* _Document source_:

§ §

Lune de miel

Grand consommateur de matières premières et d’énergie, l’empire du Milieu se tourne de plus en plus vers le continent pour assurer ses approvisionnements en pétrole et en minerais, tout en renforçant sa présence sur le plan des échanges commerciaux.

Publié le 26 juin 2006 Lecture : 6 minutes.

Le Premier ministre chinois Wen Jiabao s’est rendu, du 17 au 24 juin, dans sept pays africains : l’Égypte, le Ghana, le Congo-Brazzaville, l’Angola, l’Afrique du Sud, l’Ouganda et la Tanzanie. Une tournée qui vient s’ajouter à celles du président Hu Jintao, en avril, et du ministre des Affaires étrangères Li Zhaoxing, en janvier. En six mois, les trois hommes ont visité au total quinze pays du continent. Les raisons de cette offensive diplomatique sans précédent sont évidentes. Pays en pleine expansion, la Chine est atteinte d’une boulimie qui l’oblige à consommer toujours plus d’énergie et de matières premières pour répondre aux énormes besoins de son économie. D’où l’importance qu’elle accorde à ses relations avec l’Afrique, où elle peut assurer ses approvisionnements en pétrole et en minerais, tout en renforçant sa présence sur le plan des échanges commerciaux.

§ §

* _Jeu de données_:
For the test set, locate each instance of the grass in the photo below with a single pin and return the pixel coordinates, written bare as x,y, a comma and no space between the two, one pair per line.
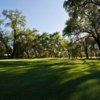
49,79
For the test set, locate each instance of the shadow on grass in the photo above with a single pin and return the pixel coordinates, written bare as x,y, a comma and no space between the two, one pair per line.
43,81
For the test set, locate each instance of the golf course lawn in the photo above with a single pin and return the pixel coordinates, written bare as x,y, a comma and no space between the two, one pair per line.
49,79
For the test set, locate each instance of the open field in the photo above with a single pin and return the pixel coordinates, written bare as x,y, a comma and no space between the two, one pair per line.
49,79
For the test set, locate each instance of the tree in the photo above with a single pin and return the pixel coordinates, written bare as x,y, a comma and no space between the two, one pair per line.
84,17
16,22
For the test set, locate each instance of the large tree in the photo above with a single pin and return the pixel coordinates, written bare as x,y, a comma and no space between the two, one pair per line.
16,22
84,18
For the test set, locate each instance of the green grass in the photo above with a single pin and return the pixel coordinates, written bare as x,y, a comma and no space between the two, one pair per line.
49,79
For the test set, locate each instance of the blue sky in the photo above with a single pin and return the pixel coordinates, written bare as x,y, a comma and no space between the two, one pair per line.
44,15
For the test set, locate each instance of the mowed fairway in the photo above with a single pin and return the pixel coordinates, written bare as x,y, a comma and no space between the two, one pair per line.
49,79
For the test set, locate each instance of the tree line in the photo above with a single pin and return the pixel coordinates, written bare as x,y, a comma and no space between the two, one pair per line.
18,41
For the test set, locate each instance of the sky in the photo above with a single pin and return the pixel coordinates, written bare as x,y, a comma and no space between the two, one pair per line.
44,15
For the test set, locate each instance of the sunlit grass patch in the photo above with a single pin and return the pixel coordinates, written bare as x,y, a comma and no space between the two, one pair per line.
49,79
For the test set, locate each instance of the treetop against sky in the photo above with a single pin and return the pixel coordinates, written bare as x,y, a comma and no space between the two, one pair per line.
45,15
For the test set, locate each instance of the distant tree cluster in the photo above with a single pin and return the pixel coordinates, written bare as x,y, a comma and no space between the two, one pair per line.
17,41
84,18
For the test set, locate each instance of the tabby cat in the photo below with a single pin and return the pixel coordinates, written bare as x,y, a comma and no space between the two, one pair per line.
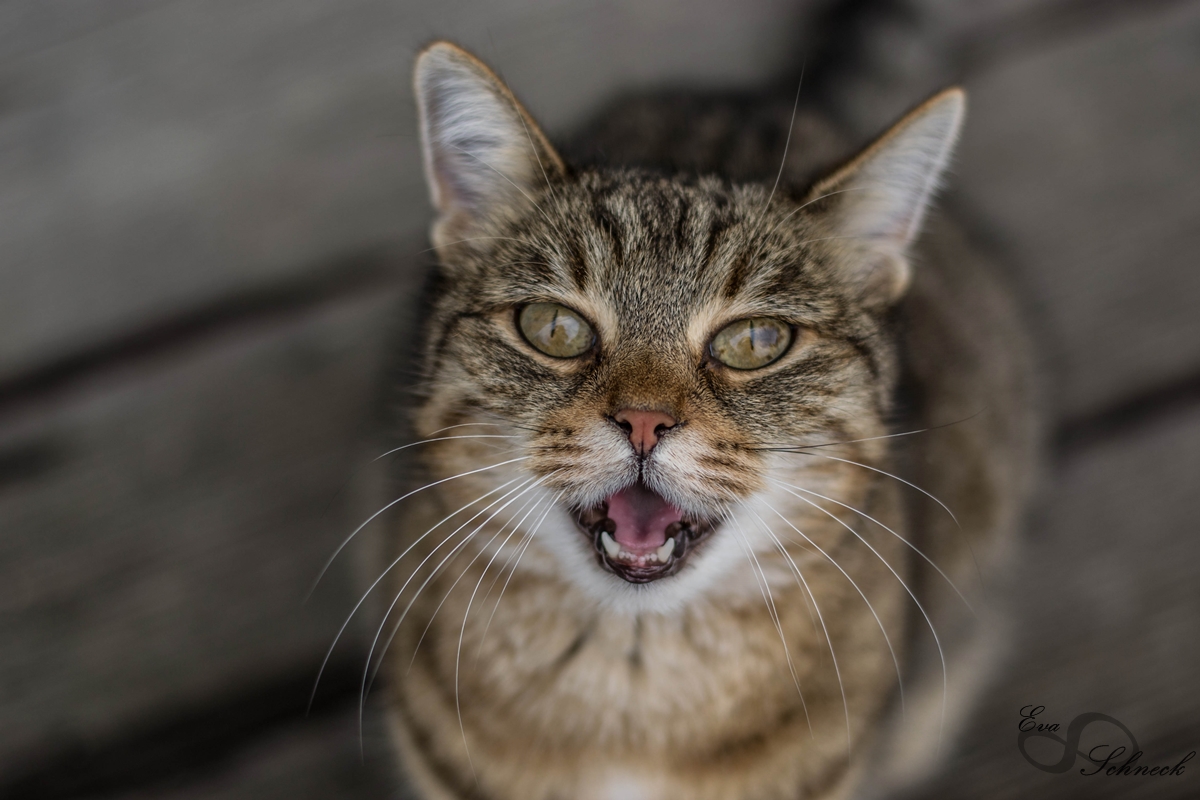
681,432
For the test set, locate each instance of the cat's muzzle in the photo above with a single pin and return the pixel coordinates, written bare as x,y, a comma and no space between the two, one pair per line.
639,536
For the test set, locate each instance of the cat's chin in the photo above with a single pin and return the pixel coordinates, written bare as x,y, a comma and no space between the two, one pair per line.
639,536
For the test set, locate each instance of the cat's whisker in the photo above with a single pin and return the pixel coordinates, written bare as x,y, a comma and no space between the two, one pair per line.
462,631
425,441
867,516
807,204
447,539
929,621
389,569
783,163
367,683
833,655
789,446
521,491
393,504
882,471
507,499
521,548
773,612
832,560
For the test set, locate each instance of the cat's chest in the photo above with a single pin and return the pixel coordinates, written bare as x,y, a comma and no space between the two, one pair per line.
636,689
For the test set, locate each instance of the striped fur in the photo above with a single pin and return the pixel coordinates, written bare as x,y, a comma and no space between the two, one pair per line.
523,671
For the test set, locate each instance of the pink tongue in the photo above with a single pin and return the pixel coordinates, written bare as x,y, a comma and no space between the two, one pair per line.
641,517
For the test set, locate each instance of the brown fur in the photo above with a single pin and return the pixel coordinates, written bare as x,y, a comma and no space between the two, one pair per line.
522,671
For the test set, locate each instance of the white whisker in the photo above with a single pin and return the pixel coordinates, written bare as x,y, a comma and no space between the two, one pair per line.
895,661
384,573
756,569
403,497
929,621
833,655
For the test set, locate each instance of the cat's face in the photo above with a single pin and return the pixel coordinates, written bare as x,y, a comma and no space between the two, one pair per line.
649,352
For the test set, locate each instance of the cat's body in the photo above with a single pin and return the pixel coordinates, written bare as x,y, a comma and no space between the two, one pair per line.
748,661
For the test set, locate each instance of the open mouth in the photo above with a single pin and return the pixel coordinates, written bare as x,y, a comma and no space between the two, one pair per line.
639,535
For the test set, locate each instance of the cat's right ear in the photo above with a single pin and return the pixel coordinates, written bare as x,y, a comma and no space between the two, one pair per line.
485,157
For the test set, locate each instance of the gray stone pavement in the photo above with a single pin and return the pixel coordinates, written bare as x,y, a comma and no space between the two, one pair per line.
213,211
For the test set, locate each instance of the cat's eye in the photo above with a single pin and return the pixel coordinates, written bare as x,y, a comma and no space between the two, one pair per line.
751,343
556,330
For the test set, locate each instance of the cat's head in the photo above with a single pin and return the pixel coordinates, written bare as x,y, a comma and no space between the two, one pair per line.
635,359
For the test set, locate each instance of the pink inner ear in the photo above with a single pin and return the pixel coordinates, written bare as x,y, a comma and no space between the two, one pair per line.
642,518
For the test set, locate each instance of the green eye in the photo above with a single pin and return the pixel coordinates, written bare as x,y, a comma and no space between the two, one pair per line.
751,343
556,330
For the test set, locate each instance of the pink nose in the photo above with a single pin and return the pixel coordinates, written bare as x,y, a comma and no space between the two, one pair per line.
643,428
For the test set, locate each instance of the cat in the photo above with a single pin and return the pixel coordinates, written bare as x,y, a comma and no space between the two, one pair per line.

§ §

* _Problèmes à résoudre_:
**a.** Restituez le passage de l'article sur la Chine et l'Afrique qui s'ouvre sur les mots contenant "Lune de miel" et se clôt sur "Lecture : 6 minutes.".
**b.** Poursuivez l'article sur la Chine et l'Afrique à partir de l'endroit où il s'arrête.

* _Résultats attendus_:
**a.**
Lune de miel

Grand consommateur de matières premières et d’énergie, l’empire du Milieu se tourne de plus en plus vers le continent pour assurer ses approvisionnements en pétrole et en minerais, tout en renforçant sa présence sur le plan des échanges commerciaux.

Publié le 26 juin 2006 Lecture : 6 minutes.

**b.**
Nous sommes loin des années 1960 et 1970, quand la présence chinoise sur le continent était, pour beaucoup de pays africains, synonyme de subversion et de soutien à des « révolutionnaires » de tout poil. C’était l’époque de la guerre froide et Pékin était en concurrence directe avec Moscou, tout en affichant une certaine discrétion. Quant aux réalisations des Chinois, elles se limitaient, hormis le chemin de fer reliant la Tanzanie à la Zambie – le fameux Tanzam -, à quelques expériences agricoles ou à la construction ici d’un palais du peuple, là d’un stade. Aujourd’hui, les choses ont complètement changé : l’Afrique occupe une place de choix dans les échanges de la Chine.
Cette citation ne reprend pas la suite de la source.